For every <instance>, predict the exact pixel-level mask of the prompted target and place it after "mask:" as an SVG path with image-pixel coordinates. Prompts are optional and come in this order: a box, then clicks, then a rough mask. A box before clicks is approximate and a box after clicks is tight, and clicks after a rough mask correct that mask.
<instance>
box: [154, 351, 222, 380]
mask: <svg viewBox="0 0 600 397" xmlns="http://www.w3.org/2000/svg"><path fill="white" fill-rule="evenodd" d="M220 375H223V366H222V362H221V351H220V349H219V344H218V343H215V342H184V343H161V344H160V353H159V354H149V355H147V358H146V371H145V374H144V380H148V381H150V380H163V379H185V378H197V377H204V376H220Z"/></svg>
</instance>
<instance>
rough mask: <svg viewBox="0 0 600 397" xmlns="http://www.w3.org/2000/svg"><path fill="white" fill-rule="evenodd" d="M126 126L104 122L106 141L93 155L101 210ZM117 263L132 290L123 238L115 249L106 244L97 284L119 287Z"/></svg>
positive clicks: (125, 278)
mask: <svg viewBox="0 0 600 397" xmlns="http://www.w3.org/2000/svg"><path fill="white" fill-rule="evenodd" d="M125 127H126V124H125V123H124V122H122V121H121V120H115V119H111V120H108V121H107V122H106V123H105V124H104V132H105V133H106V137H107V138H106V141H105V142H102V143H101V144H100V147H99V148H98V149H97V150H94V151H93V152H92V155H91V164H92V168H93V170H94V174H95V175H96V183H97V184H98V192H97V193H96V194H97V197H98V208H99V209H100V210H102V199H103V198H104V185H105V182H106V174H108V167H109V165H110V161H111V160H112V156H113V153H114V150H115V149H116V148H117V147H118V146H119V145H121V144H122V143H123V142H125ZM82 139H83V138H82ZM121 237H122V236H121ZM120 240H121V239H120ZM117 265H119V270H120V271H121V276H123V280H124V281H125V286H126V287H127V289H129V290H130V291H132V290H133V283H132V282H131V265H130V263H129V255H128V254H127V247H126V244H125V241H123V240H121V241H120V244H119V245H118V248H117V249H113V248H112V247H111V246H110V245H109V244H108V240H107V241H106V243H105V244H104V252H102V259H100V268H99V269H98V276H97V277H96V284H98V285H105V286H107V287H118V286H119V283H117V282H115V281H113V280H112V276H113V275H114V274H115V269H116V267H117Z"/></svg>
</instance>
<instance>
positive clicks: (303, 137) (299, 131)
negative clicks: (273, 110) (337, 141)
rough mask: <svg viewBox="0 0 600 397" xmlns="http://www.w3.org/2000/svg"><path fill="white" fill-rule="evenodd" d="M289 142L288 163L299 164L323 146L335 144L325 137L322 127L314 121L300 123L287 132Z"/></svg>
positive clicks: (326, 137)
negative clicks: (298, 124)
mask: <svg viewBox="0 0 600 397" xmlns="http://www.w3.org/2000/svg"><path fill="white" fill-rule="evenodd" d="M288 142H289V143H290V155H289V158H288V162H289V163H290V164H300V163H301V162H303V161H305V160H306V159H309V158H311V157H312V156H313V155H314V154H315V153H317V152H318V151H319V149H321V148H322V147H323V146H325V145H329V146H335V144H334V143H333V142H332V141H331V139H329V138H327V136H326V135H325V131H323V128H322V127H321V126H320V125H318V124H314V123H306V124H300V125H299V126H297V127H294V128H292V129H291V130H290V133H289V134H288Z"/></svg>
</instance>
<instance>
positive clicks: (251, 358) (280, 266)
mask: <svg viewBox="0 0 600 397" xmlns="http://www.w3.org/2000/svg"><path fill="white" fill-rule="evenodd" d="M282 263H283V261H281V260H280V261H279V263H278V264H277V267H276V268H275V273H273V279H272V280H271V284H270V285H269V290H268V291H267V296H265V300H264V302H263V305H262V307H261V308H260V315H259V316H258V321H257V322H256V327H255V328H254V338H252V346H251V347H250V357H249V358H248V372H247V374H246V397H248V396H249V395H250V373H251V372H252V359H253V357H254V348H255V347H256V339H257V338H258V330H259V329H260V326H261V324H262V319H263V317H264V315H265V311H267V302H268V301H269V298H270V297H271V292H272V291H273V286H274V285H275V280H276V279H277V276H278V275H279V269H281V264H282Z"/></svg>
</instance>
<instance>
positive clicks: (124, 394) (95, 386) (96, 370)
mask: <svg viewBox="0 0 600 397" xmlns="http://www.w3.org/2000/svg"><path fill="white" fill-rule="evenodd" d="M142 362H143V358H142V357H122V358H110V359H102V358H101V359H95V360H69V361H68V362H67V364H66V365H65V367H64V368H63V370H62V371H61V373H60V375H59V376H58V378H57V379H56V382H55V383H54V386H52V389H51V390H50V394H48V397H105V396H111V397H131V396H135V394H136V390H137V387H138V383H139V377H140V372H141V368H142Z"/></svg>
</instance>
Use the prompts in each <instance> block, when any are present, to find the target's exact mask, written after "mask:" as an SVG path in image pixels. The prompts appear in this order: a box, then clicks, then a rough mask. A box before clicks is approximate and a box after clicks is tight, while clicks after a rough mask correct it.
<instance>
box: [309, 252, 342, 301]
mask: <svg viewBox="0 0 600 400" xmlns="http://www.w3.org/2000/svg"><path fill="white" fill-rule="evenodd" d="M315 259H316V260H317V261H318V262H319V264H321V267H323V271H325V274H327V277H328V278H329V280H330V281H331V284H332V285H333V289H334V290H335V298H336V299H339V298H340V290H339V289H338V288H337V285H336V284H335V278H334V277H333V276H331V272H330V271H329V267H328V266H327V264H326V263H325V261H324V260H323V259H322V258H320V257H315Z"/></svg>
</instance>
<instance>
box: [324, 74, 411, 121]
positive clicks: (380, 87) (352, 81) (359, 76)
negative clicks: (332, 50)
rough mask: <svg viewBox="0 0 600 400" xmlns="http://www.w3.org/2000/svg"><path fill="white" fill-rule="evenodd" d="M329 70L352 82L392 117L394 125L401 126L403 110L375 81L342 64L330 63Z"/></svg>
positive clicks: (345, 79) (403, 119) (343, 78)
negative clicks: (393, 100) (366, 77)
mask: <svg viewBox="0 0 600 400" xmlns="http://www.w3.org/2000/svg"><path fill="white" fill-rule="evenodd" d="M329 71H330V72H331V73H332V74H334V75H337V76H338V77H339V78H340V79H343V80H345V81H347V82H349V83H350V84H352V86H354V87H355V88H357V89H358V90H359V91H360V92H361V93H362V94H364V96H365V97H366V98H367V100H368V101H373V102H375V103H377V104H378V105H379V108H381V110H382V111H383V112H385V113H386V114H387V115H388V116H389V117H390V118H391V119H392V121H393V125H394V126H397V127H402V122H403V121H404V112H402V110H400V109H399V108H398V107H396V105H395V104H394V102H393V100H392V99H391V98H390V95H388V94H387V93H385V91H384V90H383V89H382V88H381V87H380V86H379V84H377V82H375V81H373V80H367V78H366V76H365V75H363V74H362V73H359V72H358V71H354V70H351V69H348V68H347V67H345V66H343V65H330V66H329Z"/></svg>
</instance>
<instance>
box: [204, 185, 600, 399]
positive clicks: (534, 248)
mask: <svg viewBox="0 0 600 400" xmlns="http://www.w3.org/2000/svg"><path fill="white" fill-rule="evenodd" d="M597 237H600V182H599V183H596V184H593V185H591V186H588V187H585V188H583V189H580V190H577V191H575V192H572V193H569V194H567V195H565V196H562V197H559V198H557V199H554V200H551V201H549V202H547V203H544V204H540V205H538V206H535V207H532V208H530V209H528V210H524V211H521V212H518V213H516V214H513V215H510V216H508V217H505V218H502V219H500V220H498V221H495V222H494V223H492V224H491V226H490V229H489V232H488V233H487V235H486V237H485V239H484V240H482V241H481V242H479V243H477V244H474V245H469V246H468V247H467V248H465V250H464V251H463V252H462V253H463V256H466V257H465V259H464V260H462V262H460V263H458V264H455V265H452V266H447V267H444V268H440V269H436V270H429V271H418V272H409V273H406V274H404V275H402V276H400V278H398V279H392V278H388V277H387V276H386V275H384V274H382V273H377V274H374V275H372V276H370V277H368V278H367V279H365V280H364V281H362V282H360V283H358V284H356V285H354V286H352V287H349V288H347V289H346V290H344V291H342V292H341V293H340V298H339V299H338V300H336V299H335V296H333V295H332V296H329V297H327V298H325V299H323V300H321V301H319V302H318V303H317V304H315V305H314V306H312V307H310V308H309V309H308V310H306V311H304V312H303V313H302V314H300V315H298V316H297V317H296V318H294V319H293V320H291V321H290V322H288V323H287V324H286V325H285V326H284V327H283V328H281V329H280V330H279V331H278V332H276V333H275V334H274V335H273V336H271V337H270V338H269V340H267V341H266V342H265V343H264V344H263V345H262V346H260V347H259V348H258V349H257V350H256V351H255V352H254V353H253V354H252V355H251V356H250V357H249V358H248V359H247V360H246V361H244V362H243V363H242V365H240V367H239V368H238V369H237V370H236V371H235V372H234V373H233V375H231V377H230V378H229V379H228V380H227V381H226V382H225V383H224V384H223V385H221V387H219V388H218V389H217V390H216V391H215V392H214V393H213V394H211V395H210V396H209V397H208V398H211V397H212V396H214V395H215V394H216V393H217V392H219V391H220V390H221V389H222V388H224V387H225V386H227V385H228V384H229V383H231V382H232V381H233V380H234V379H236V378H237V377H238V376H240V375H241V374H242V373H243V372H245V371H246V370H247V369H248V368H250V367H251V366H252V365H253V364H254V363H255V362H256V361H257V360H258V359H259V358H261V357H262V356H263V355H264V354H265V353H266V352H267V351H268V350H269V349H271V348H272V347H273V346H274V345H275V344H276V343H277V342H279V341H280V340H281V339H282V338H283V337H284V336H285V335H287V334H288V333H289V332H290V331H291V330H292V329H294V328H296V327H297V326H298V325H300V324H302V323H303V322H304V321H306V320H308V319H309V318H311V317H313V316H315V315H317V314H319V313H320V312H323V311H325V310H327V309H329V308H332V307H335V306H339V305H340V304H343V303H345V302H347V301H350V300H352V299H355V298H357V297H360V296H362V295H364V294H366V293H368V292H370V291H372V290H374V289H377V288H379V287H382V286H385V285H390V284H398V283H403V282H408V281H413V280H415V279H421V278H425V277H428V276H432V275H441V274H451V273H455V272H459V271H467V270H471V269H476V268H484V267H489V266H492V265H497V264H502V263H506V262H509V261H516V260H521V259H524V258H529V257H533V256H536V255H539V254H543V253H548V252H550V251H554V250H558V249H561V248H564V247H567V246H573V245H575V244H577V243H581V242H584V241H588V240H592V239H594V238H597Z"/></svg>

## REQUIREMENT
List every line of the entries above that contains the string "negative", matching case exactly.

## RESULT OF THIS EXERCISE
negative clicks: (273, 110) (337, 141)
negative clicks: (298, 124)
negative clicks: (332, 50)
negative clicks: (393, 100) (366, 77)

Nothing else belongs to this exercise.